= Document source =

Être le premier dans son village
Le quatrième film de Clooney réalisateur se penche sur les coulisses de primaires démocrates aux U.S.A. La fiction est tellement bien documentée qu'elle en dégoûte presque de la politique. Malin mais pas populiste.
Le film commence avec un Ryan Gosling feignant un discours de meeting. Le ton sûr de ses propos dérive vite vers une absurdité légère. En réalité, il joue le conseiller de campagne du candidat démocrate Morris et teste le son du micro. Clooney met tout de suite en avant cette farce énorme qu'est la politique de spectacle. Peu importe les mots, il suffit presque d'y mettre l'envie. Cette scène d'ouverture illustre d'ores-et-déjà la solitude constante du jeune Stephen Meyers/ Ryan Gosling. L'imperturbable gamin de Drive se libère de sa carapace. Il va en avoir besoin. Seul sur la scène, il se met au service des techniciens, de son candidat et du chef de campagne (Philip Seymour Hoffman). Les marches du pouvoir relate les conflits de personnalités au sein d'un même camp. La lutte ne se fait pas tant sur les idées que sur la stratégie.
Le sujet apparaît un peu étonnant venant de la part de Clooney. Son envie de parler du pouvoir dans ses réalisations (Good Night and Good Luck) comme dans ses productions (Syriana) avait pour but de tacler l'administration Bush. Or là, l'ancien fervent supporter d'Obama a l'air écœuré. Et comme il n'est pas lâche, il se met en scène dans le rôle du candidat. Une sorte de faux-grand seigneur, captivé avant tout par la réussite. Sa douceur d'oisillon cache en réalité un vrai piranha. Or, le film ne le montre jamais frontalement- sauf une scène. Tout ou presque se fait par échanges téléphoniques et discutions à l'ombre des projecteurs. Comme dans cette scène où Gosling révèle à son mentor que l'adversaire a essayé de le récupérer pour sa campagne. Ils sont cachés derrière un grand drapeau américain. Leur échange est étouffé par le discours de Morris sur scène. Mais c'est bien entre eux que se joue l'avenir du scrutin, pas devant les électeurs.

Entrées de pointage et d'étiquetage:
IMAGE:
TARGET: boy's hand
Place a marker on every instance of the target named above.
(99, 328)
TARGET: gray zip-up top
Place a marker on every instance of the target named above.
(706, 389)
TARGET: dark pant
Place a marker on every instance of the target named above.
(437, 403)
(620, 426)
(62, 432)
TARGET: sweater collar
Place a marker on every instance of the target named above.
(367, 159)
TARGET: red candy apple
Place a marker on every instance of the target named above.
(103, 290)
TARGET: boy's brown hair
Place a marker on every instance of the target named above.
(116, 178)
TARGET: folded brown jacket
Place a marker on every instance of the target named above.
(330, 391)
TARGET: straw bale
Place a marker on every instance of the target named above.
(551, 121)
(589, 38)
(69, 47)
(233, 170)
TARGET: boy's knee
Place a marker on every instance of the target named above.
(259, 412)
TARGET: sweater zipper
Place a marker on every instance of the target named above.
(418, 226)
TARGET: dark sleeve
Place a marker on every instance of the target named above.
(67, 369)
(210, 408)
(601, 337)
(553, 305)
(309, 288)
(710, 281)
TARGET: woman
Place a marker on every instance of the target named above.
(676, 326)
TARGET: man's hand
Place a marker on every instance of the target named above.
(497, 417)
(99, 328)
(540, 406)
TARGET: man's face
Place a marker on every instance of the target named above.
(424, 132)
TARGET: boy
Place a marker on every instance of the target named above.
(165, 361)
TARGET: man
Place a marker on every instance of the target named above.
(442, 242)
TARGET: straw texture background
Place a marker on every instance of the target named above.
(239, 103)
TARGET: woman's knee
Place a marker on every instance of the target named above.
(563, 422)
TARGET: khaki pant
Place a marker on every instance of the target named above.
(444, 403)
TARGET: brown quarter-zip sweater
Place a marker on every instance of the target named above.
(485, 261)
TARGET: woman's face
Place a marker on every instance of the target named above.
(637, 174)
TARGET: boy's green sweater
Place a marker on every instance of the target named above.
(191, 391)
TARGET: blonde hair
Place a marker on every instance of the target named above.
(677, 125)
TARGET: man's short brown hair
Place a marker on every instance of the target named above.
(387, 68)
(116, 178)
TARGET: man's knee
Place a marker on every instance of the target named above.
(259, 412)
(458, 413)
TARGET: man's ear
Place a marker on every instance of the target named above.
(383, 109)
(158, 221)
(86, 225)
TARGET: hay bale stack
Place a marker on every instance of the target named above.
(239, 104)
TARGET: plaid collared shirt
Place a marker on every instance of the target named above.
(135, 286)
* * *
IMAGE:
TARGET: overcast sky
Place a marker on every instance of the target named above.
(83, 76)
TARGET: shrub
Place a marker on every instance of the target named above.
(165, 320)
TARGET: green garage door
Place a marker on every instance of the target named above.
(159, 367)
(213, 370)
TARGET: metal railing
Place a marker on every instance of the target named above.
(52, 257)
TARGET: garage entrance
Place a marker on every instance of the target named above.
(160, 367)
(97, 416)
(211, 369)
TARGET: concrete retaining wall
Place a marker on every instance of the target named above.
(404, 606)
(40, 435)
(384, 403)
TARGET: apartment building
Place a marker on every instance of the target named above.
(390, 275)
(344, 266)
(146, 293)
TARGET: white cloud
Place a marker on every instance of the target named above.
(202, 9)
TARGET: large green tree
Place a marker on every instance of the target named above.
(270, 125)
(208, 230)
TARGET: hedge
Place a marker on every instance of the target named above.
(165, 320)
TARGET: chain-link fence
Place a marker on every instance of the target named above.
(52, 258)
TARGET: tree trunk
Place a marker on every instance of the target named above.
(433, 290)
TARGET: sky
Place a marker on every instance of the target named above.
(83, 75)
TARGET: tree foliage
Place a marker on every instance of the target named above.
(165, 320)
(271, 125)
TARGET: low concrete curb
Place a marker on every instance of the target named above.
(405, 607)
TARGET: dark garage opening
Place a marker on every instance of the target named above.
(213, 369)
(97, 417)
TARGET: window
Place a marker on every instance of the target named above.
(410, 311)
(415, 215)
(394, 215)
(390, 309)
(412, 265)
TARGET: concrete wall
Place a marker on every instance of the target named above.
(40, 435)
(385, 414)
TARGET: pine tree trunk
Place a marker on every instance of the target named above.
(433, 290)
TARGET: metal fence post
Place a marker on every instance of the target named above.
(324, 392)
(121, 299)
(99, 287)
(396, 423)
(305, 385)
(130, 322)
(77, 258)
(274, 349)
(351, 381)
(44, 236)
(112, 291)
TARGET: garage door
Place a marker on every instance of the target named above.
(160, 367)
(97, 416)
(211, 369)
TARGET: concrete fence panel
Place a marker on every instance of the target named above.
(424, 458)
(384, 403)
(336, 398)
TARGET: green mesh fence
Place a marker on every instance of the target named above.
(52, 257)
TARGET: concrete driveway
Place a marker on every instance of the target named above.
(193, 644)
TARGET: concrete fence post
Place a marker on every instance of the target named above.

= But de l'exercice =
Poursuis la critique du film Les marches du pouvoir en reprenant juste après sa dernière phrase. Ces items viennent d'une autre source.

= Réponse à l'exercice =
Le travail de Clooney cinéaste n'a rien d'anecdotique. Il exploite magnifiquement les capacités de cadre. Rien n'est superflu, rien n'est abscons. Un travelling révèle les prompteurs et la famille en coulisse, un contre-champ ramène un personnage dominant au statut de dominé. Hoffman et Giamatti, parfois abusifs dans leur jeu, trouvent la gestuelle parfaite de politiciens malicieux. Ces deux comédiens se ressemblent d'une certaine manière. Ils n'insufflent aucune confiance avec leurs mines patibulaires. Le film utilise aussi la figure féminine d'Evan Rachel Wood en montrant le petit personnel mis à mal. Indice évocateur de l'ambiance malsaine : le titre original The ilde of March. Il vient d'un oracle shakespearien qui prévient Jules César qu'il sera assassiné. La violence, au moins morale, de la quête du pouvoir a aussi à voir avec ce genre de trahisons tragiques.
Les marches du pouvoir, de George Clooney, avec lui-même, Ryan Gosling, Philip Seymour Hoffman (U.S.A., 1h35, 2011)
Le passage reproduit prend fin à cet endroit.